• THE REQUEST:
Locate every line in the items below that contains the string "compact", treating uppercase and lowercase as different, and copy each of those lines.

• THE INPUT:
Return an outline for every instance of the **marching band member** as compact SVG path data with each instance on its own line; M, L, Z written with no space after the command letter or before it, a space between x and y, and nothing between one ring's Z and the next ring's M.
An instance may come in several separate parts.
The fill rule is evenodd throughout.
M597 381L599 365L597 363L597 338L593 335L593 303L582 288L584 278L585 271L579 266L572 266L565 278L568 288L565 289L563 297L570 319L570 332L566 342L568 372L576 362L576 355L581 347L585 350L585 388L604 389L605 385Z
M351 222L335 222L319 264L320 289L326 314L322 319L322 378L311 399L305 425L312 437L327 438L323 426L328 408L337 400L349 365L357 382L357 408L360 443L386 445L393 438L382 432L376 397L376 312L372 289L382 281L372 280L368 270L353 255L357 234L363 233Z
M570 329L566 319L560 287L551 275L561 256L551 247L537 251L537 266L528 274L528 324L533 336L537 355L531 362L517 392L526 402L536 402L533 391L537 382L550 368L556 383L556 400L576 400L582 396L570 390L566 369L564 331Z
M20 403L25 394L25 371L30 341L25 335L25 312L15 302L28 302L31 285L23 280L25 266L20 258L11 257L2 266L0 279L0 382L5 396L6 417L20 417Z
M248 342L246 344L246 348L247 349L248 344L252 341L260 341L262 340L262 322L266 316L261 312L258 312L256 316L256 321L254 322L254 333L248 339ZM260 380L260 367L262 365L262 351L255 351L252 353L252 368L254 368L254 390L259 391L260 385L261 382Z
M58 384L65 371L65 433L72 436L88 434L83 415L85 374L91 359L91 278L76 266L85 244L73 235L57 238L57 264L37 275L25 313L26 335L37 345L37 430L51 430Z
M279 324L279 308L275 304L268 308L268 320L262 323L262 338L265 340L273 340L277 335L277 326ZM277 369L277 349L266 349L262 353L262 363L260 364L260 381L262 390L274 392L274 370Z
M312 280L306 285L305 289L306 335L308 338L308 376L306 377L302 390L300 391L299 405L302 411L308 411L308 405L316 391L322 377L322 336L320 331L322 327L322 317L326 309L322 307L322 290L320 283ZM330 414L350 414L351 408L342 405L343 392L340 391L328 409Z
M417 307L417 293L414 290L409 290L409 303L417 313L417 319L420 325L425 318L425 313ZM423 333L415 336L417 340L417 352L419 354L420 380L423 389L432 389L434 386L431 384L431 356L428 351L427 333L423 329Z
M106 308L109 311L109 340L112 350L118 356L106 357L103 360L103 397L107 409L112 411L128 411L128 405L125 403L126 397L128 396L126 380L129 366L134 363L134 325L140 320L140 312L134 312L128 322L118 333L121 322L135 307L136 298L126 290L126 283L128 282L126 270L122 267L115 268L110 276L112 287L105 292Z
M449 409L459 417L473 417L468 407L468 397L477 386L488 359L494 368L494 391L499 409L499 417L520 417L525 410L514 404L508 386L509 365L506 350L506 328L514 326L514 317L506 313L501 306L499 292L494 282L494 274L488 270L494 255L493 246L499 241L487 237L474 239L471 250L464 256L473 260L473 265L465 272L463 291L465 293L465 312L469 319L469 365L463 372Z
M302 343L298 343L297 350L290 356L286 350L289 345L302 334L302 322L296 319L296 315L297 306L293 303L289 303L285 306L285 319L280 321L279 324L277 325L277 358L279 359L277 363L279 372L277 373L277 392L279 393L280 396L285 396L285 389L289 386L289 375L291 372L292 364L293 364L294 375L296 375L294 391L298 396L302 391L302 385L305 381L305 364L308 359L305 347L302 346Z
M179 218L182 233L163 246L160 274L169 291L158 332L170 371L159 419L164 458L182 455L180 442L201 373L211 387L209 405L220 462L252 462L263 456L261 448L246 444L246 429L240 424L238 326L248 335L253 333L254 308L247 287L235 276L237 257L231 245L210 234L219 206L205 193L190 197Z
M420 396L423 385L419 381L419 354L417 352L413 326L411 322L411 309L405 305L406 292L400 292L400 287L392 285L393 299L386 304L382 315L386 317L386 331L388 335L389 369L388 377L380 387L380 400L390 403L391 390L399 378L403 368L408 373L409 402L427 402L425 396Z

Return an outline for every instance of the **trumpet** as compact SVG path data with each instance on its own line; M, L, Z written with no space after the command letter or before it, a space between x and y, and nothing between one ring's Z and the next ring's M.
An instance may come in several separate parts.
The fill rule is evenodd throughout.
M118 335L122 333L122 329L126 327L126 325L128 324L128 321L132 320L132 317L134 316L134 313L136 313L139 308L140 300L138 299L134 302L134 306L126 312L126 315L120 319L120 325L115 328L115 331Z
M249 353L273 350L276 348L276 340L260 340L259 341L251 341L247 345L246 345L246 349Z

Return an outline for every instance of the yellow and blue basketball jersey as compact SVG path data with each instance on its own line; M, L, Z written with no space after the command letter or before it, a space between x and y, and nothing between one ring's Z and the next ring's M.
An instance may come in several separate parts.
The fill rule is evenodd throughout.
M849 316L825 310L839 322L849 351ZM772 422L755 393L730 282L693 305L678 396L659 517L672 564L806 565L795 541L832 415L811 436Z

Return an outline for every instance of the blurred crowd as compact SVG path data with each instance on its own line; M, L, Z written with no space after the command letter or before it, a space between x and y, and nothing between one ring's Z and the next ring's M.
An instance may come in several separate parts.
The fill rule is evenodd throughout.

• TASK RESPONSE:
Return an outline for every instance of the **marching band member** as compact SVG path data with each instance on its own line; M, L, Z written with no space after the command letter or before it, a space between x and y, and nothing between one ring's Z and the next ring's M.
Return an outline for every instance of the **trumpet** as compact SVG path data with each instance on its own line; M, L, Z written with no space after the command letter or before it, a space between x and y, and nothing between one ring's Z and the next ring's M.
Return an outline for every instance of the yellow and blue basketball jersey as compact SVG path data with each instance on its own line; M, L, Z written with no space after the command letter or before it, a space between x and y, and nothing between one ring's Z and the next ring's M.
Return an outline for every instance of the blurred crowd as compact SVG path data with each instance on its own line; M, L, Z written with no space after the command letter or before it, a space between x and y, and nothing between one ring's Z and the next ring's M.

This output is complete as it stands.